Start of Material for this task

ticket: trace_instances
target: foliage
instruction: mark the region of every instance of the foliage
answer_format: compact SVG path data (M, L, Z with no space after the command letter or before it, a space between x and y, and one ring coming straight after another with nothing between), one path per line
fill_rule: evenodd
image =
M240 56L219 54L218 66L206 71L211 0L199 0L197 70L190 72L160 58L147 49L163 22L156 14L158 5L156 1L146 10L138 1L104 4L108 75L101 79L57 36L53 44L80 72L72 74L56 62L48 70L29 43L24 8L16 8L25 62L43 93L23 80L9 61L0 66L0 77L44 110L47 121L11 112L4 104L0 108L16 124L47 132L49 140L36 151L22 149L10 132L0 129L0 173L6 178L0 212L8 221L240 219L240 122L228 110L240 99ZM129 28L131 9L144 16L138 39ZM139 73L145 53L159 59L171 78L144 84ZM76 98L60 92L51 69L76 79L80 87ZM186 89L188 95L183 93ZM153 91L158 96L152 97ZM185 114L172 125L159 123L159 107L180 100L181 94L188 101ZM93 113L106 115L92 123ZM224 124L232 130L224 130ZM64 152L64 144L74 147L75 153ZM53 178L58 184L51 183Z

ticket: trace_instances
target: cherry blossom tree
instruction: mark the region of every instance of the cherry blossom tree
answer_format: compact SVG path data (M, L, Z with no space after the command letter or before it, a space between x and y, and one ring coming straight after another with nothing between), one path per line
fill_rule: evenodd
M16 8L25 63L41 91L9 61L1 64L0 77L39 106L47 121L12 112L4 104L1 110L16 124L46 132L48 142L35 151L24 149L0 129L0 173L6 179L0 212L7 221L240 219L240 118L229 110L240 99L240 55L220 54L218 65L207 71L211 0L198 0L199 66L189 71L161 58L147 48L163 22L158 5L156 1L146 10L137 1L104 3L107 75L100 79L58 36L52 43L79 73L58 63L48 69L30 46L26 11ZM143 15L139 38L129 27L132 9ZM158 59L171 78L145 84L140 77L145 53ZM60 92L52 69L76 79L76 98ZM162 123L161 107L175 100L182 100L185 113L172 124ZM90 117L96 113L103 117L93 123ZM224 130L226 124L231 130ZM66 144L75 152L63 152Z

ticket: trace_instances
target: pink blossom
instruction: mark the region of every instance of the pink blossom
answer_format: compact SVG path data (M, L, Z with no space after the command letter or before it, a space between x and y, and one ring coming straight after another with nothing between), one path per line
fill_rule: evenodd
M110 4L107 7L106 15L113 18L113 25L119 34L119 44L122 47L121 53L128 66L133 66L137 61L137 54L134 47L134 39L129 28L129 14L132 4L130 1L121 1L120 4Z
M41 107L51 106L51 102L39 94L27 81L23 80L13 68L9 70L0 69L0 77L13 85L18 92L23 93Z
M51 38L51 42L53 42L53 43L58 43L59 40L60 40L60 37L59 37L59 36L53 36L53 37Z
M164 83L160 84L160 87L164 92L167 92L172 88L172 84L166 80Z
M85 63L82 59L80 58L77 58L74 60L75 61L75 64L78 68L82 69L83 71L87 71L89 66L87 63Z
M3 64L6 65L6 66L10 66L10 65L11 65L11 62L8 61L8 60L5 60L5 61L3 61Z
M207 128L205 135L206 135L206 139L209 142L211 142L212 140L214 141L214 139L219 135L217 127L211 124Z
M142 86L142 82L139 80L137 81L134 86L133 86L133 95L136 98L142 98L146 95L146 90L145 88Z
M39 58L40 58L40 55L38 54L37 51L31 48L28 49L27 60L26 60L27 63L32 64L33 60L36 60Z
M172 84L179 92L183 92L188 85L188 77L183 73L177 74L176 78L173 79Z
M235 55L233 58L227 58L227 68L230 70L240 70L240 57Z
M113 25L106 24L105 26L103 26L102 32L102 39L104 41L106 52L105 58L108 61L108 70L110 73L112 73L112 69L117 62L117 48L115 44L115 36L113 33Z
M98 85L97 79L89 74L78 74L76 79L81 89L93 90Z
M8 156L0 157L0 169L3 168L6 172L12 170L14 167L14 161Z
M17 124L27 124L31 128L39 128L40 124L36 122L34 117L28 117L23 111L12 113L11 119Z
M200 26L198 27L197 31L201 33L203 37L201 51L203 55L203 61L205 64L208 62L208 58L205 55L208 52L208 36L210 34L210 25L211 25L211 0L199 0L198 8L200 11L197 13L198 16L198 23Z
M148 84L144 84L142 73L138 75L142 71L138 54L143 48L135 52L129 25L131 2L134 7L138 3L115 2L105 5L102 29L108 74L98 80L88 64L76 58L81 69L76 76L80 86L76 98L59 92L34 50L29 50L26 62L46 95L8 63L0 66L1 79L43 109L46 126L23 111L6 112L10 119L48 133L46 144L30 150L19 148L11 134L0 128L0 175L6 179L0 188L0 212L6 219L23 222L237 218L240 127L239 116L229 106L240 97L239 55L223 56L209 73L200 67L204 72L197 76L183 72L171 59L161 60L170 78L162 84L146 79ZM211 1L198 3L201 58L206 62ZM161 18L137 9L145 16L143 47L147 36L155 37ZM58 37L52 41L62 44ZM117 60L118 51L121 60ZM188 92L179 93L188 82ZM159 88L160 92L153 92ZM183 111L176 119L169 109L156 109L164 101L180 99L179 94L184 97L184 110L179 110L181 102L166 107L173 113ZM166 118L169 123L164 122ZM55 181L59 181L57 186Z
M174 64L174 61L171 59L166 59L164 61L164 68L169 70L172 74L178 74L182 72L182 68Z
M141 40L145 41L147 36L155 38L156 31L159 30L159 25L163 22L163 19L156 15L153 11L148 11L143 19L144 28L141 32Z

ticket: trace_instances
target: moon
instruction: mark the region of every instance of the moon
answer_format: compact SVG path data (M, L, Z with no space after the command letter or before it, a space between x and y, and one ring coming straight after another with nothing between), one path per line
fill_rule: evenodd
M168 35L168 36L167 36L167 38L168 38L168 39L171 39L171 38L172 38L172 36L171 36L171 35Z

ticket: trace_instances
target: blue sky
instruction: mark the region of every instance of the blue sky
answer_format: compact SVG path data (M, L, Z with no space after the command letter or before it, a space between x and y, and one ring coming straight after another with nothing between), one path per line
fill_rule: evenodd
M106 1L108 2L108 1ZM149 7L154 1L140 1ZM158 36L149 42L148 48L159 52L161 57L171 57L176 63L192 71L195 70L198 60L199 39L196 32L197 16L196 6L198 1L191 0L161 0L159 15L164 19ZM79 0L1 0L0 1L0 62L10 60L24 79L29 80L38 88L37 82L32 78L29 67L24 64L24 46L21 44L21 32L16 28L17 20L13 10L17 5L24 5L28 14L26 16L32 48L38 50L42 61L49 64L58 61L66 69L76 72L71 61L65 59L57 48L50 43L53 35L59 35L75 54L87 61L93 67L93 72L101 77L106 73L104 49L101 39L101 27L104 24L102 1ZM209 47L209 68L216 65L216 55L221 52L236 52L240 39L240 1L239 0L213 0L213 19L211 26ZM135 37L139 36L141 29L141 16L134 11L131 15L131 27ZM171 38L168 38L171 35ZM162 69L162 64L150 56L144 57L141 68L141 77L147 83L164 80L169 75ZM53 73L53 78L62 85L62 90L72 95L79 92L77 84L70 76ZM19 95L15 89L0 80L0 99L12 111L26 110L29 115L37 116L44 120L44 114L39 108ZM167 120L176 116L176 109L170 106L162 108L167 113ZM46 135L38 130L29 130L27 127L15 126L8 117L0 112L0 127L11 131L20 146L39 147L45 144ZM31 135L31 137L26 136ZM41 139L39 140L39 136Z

End of Material for this task

Word for word, restate the lines above.

**Answer below**
ticket: trace_instances
target: foliage
instruction: mark the region of every instance of the foliage
answer_format: compact SVG path data (M, L, Z with no space after the command letter or before it, a space between x and y, and one ring coming straight after another with nothing between), one path per line
fill_rule: evenodd
image =
M240 56L219 54L218 66L206 71L211 0L199 0L197 70L190 72L160 58L147 49L163 22L156 14L158 5L156 1L146 10L138 1L104 4L108 75L101 79L57 36L53 44L80 72L72 74L56 62L48 70L29 43L24 8L16 8L25 62L43 93L23 80L9 61L0 66L0 77L44 110L47 121L11 112L4 104L0 108L16 124L47 132L49 140L36 151L22 149L10 132L0 129L0 173L6 178L0 212L8 221L240 219L240 122L228 110L240 99ZM129 28L131 9L144 16L138 39ZM139 73L145 53L159 59L171 78L144 84ZM76 98L60 92L51 69L76 79L80 87ZM186 89L188 95L183 93ZM153 91L158 96L152 97ZM185 114L172 125L159 123L159 107L180 100L181 94L188 101ZM93 113L106 115L92 123ZM224 124L232 130L224 130ZM64 152L64 144L74 147L75 153ZM53 178L58 184L51 183Z

ticket: trace_instances
target: cherry blossom tree
instruction: mark the region of every instance of the cherry blossom tree
answer_format: compact SVG path data (M, L, Z with no space after the command letter or before it, a space between x and y, and one ring coming straight after another with nothing between), one path per line
fill_rule: evenodd
M16 8L25 63L41 91L9 61L1 64L0 77L39 106L47 121L12 112L4 104L1 110L16 124L46 132L48 142L35 151L24 149L0 129L0 173L6 179L0 212L7 221L240 219L240 118L229 110L240 99L240 55L220 54L218 65L207 71L211 0L198 0L199 66L189 71L161 58L147 48L163 22L158 5L156 1L146 10L137 1L104 3L107 75L100 79L58 36L52 43L79 73L58 63L48 69L30 46L26 11ZM143 15L139 38L129 27L132 9ZM158 59L171 78L145 84L140 77L145 53ZM60 92L52 69L76 79L76 98ZM162 123L161 107L175 100L182 100L185 113L172 124ZM90 117L96 113L103 117L93 123ZM224 130L226 124L231 130ZM66 144L75 152L63 152Z

ticket: trace_instances
target: pink blossom
instruction: mark the region of every instance of the pink blossom
answer_format: compact SVG path data (M, L, Z with no space after the command letter or before it, a space between x and y, and one ring coming straight after another with nothing between), one path per line
fill_rule: evenodd
M110 4L107 7L106 15L113 18L113 25L119 34L119 44L122 47L121 53L128 66L133 66L137 61L137 54L134 47L134 39L129 28L129 14L132 4L130 1L121 1L120 4Z
M41 107L51 106L51 102L39 94L27 81L23 80L13 68L9 70L0 69L0 77L13 85L18 92L23 93Z
M51 38L51 42L53 42L53 43L58 43L59 40L60 40L60 37L59 37L59 36L53 36L53 37Z
M164 83L160 84L160 87L164 92L167 92L172 88L172 84L166 80Z
M85 63L82 59L80 58L77 58L74 60L75 61L75 64L78 68L82 69L83 71L87 71L89 66L87 63Z
M3 64L6 65L6 66L10 66L10 65L11 65L11 62L8 61L8 60L5 60L5 61L3 61Z
M207 128L205 135L206 135L206 139L209 142L211 142L212 140L214 141L214 139L219 135L217 127L211 124Z
M142 86L142 82L139 80L137 81L134 86L133 86L133 95L136 98L142 98L146 95L146 90L145 88Z
M39 58L40 58L40 55L38 54L37 51L31 48L28 49L27 60L26 60L27 63L32 64L33 60L36 60Z
M172 84L179 92L183 92L188 85L188 77L183 73L177 74L176 78L173 79Z
M235 55L233 58L227 58L227 68L230 70L240 70L240 57Z
M113 25L106 24L105 26L103 26L102 32L102 39L104 41L106 52L105 58L108 61L108 70L110 73L112 73L112 69L117 62L117 48L115 44L115 36L113 33Z
M98 85L97 79L89 74L78 74L76 79L81 89L93 90Z
M8 156L0 157L0 169L3 168L6 172L12 170L14 167L14 161Z
M17 124L27 124L31 128L39 128L40 124L36 122L34 117L28 117L23 111L12 113L11 119Z
M200 26L198 27L197 31L201 33L203 37L201 51L203 55L203 61L205 64L208 62L208 58L205 55L208 52L208 36L210 34L210 25L211 25L211 0L199 0L198 8L200 11L197 13L198 16L198 23Z
M148 84L144 84L142 73L138 75L142 71L138 54L143 48L135 52L129 25L131 2L134 7L138 3L115 2L105 5L102 29L108 74L98 80L88 64L76 58L81 69L76 76L80 86L76 98L59 92L34 50L29 50L26 62L46 95L8 63L0 66L1 79L43 109L46 126L23 111L6 112L10 119L48 133L46 144L30 150L19 148L11 134L0 128L0 175L6 179L0 188L0 212L6 219L23 222L237 218L240 127L239 116L229 106L240 97L239 55L223 56L209 73L200 67L204 72L197 76L183 72L171 59L161 60L170 78L162 84L146 79ZM211 1L198 3L201 58L206 62ZM161 18L137 9L145 16L143 47L147 36L155 37ZM58 37L52 41L62 44ZM117 60L118 51L121 60ZM188 92L179 93L188 82ZM159 88L160 92L153 92ZM183 111L176 119L169 109L156 109L164 101L180 99L179 94L184 97L184 110L179 110L181 102L166 107L173 113ZM166 118L169 123L164 122ZM55 181L59 181L57 186Z
M174 64L174 61L171 59L166 59L164 61L164 68L169 70L172 74L178 74L182 72L182 68Z
M141 40L145 41L147 36L155 38L156 31L159 30L159 25L163 22L163 19L156 15L153 11L148 11L143 19L144 28L141 32Z

ticket: trace_instances
target: moon
instruction: mark the region of every instance of the moon
answer_format: compact SVG path data (M, L, Z with no space after the command letter or before it, a space between x and y, and one ring coming straight after another with nothing between), one path per line
fill_rule: evenodd
M168 35L168 36L167 36L167 38L168 38L168 39L171 39L171 38L172 38L172 36L171 36L171 35Z

ticket: trace_instances
target: blue sky
instruction: mark the region of every instance of the blue sky
answer_format: compact SVG path data (M, L, Z with no space after the command letter or before it, a space between x and y, and one ring coming straight after another with nothing between), one path per line
fill_rule: evenodd
M106 1L108 2L108 1ZM149 7L154 1L140 1ZM158 36L149 42L148 48L159 52L161 57L171 57L176 63L192 71L195 70L198 60L199 39L196 32L197 16L196 6L198 1L191 0L161 0L159 15L164 19ZM79 0L1 0L0 1L0 62L10 60L24 79L29 80L38 88L37 82L32 78L29 67L24 64L24 46L21 44L21 32L16 28L17 20L13 10L17 5L24 5L28 14L26 16L32 48L38 50L42 61L49 64L58 61L66 69L76 72L71 61L65 59L57 48L50 43L53 35L59 35L75 54L87 61L93 67L93 72L101 77L106 73L104 49L101 39L101 27L104 24L102 1ZM209 47L209 68L216 65L216 55L221 52L236 52L240 39L240 1L239 0L213 0L213 19L211 26ZM135 37L139 36L141 29L141 16L134 11L131 15L131 27ZM171 38L168 38L171 35ZM162 69L162 64L150 56L144 57L141 68L141 77L147 83L164 80L169 75ZM53 73L53 78L62 85L62 90L72 95L79 92L77 84L70 76ZM19 95L15 89L0 80L0 99L12 111L26 110L29 115L37 116L44 120L44 114L39 108ZM167 120L176 116L176 109L170 106L162 108L167 113ZM46 135L38 130L29 130L27 127L15 126L8 117L0 112L0 127L11 131L20 146L39 147L45 144ZM31 135L31 137L26 136ZM41 139L39 140L39 136Z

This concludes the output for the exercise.